Assigned task:
Reproduce nothing but the lines from the one with "Practice step: label each instance of the white plastic cage" down to the last line of the data below.

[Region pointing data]
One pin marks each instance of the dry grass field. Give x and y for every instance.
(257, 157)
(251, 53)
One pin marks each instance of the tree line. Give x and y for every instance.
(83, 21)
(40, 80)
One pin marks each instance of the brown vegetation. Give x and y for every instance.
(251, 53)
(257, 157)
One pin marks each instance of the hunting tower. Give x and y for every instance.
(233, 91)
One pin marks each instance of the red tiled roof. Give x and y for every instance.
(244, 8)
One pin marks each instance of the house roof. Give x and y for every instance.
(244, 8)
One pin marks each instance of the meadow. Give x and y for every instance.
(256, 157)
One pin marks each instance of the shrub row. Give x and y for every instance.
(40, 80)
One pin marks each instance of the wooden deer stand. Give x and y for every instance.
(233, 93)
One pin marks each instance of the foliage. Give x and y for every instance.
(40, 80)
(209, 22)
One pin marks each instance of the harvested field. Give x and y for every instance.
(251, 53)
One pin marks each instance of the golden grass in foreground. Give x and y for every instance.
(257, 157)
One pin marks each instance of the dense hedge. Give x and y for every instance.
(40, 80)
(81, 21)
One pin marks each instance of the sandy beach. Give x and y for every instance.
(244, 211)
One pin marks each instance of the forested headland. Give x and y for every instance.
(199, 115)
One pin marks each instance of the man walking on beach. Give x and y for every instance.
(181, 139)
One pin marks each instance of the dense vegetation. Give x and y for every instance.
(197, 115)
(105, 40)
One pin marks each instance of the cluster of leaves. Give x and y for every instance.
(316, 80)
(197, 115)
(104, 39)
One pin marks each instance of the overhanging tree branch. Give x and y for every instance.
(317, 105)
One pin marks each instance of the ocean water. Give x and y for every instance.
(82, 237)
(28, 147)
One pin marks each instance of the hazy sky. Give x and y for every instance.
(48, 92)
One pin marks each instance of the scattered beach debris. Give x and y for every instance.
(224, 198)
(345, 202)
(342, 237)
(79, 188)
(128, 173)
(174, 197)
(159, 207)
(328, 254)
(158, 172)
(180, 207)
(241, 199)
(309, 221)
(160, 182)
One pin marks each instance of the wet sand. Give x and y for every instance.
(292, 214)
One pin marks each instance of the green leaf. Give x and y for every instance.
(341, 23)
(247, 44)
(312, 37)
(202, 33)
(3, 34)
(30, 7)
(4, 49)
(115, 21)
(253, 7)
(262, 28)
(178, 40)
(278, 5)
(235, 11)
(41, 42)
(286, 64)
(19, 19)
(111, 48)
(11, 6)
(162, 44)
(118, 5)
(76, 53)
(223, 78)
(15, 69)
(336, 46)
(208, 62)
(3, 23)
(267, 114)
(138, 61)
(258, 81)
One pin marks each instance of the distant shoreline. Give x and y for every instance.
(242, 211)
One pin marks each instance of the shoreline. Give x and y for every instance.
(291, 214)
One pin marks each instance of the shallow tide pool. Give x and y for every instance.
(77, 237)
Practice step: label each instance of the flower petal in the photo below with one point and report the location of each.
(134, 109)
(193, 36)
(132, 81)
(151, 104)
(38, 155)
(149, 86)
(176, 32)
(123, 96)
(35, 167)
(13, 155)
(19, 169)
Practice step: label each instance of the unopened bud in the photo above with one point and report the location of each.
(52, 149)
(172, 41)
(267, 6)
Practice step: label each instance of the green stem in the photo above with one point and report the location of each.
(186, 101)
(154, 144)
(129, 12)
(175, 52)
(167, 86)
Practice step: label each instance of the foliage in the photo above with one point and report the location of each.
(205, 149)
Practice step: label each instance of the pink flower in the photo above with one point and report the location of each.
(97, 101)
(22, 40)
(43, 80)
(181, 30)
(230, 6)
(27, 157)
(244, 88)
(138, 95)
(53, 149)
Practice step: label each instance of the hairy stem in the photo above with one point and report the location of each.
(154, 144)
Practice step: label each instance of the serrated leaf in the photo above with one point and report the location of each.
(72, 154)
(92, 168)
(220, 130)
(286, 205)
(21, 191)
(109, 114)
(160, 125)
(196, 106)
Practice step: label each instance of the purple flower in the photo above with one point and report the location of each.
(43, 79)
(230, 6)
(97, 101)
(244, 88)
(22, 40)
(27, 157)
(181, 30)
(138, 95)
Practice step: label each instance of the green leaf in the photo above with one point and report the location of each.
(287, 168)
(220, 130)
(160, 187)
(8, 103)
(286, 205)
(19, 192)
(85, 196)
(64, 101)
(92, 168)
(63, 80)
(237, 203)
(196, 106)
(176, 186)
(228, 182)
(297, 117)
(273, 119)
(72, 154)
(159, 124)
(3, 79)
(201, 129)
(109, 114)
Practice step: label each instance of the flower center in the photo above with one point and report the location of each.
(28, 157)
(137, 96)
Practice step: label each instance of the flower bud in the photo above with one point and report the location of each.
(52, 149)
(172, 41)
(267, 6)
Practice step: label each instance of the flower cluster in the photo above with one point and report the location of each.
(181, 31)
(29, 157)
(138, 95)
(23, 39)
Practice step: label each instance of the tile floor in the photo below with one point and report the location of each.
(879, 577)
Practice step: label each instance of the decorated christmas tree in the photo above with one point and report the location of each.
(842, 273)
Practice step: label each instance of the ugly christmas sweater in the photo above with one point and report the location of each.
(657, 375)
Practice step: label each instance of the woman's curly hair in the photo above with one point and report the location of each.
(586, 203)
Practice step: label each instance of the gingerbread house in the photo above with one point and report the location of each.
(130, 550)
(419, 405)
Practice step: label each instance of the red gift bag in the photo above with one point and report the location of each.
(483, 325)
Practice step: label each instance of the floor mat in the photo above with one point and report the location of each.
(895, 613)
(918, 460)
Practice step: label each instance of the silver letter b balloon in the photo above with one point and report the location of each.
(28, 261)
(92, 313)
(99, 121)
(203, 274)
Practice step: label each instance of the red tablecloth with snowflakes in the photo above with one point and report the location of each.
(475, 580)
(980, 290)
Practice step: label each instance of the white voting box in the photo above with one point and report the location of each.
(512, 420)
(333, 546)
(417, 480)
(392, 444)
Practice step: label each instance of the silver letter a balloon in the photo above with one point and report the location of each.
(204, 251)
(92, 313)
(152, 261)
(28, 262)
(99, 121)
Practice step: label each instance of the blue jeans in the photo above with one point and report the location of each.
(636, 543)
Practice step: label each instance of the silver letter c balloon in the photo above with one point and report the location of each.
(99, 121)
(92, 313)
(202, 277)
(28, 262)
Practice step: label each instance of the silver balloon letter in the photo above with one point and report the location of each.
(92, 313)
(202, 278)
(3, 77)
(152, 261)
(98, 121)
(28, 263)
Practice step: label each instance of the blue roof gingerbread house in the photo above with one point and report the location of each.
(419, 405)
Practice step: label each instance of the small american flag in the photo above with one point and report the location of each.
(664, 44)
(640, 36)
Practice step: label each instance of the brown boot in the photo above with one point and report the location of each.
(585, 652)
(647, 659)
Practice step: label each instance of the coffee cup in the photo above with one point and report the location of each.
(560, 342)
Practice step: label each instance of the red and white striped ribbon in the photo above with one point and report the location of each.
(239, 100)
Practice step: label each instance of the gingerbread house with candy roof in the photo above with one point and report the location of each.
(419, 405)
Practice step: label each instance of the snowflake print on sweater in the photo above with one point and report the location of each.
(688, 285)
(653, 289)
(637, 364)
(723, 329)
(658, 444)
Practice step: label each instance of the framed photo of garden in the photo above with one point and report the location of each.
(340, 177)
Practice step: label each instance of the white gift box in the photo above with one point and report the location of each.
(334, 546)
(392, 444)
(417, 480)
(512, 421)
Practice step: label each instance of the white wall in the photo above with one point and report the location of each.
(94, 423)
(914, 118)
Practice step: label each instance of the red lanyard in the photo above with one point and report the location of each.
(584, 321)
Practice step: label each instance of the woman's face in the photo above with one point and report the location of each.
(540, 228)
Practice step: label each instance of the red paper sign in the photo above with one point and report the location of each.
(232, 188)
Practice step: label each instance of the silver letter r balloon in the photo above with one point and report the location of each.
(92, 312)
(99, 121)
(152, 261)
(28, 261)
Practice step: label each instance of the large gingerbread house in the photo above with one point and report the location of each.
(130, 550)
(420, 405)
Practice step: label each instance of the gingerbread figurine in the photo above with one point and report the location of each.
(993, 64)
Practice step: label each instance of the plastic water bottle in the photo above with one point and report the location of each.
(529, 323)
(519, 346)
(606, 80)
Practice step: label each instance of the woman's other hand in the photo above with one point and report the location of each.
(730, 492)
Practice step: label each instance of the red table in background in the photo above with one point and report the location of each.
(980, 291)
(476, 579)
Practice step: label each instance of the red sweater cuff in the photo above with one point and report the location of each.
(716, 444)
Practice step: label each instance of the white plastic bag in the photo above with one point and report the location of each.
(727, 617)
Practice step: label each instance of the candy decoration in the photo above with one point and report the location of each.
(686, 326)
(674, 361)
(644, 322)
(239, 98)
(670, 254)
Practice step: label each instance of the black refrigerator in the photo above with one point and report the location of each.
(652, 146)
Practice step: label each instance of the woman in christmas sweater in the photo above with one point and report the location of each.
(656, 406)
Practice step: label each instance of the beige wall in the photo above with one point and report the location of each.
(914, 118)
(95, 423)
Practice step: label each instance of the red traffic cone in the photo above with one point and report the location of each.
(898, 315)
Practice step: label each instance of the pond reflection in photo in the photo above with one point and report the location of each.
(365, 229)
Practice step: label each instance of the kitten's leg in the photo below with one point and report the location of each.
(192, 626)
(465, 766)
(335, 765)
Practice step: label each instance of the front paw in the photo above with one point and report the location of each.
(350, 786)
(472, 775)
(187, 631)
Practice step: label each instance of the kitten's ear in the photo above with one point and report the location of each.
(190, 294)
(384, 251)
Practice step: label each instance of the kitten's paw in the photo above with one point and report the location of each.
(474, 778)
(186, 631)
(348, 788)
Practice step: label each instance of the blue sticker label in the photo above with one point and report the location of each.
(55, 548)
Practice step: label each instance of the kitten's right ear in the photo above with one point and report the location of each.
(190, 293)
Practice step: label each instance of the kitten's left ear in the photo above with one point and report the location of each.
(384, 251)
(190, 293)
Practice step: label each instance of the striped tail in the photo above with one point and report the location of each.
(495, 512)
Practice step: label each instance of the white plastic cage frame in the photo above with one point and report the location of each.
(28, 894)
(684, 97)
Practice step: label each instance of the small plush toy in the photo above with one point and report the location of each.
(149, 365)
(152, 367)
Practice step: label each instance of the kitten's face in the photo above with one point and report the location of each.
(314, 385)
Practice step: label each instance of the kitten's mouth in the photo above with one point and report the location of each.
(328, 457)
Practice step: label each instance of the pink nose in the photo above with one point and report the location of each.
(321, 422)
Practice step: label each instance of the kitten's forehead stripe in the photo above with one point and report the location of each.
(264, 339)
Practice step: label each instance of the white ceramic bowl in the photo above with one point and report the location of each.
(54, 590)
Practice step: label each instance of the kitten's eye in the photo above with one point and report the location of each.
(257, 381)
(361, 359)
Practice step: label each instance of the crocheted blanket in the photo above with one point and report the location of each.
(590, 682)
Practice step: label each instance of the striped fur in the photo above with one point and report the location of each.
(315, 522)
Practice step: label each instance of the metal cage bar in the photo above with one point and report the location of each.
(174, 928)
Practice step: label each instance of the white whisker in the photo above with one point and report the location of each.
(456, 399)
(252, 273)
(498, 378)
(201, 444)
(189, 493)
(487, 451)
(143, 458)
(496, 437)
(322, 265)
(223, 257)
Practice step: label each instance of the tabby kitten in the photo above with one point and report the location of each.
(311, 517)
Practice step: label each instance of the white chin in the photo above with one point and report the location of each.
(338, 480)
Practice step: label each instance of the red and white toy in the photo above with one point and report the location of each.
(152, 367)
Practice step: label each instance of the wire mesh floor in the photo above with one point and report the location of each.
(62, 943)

Task answer:
Practice step: label each instance of the white plastic cage frame in the photo above with one point and report the location of each.
(28, 894)
(684, 97)
Practice step: label each instance of the small plush toy in the photo above with one point and report the location of each.
(149, 365)
(152, 367)
Practice step: label each instance of the kitten's face in the photo above with one point and report the location of each.
(314, 385)
Practice step: label each instance of the kitten's mouth in the photo above with one point and report the location of each.
(328, 457)
Practice step: label each instance of the pink nose in the photo above with one point and report the location of each.
(321, 422)
Practice step: label each instance of the kitten's forehead stripe in the photo above with one point and report the location of each.
(264, 339)
Practice step: label each instance of the white ceramic bowl in the photo above with one point and report the location of each.
(54, 590)
Practice step: label each instance of the kitten's eye in the photo above with one point and report the location of each.
(257, 381)
(361, 359)
Practice step: label each instance of the crocheted blanket in the photo above with one point and report the location of each.
(590, 682)
Practice step: label each instance of the striped fur in the photo above with one point and report the location of each.
(315, 522)
Practice step: label each instance of the metal cage bar in the photo above with one point and report the location of each.
(174, 928)
Practice step: label each instance of the white whisker in the photo above with one point and report the location of each.
(456, 399)
(252, 273)
(498, 378)
(201, 444)
(189, 493)
(487, 451)
(143, 458)
(496, 437)
(322, 265)
(223, 257)
Practice step: label each instance of the tabby kitten in the photo above with one point and report the location of each.
(311, 517)
Practice step: label each instance of the white chin in the photo above with one point and report the location of each.
(338, 480)
Practice step: label each instance of the red and white toy in the photo above with one point and report the location of each.
(152, 367)
Practice step: label each instance of the wire mesh floor in the photo above with one point and report the location of each.
(62, 943)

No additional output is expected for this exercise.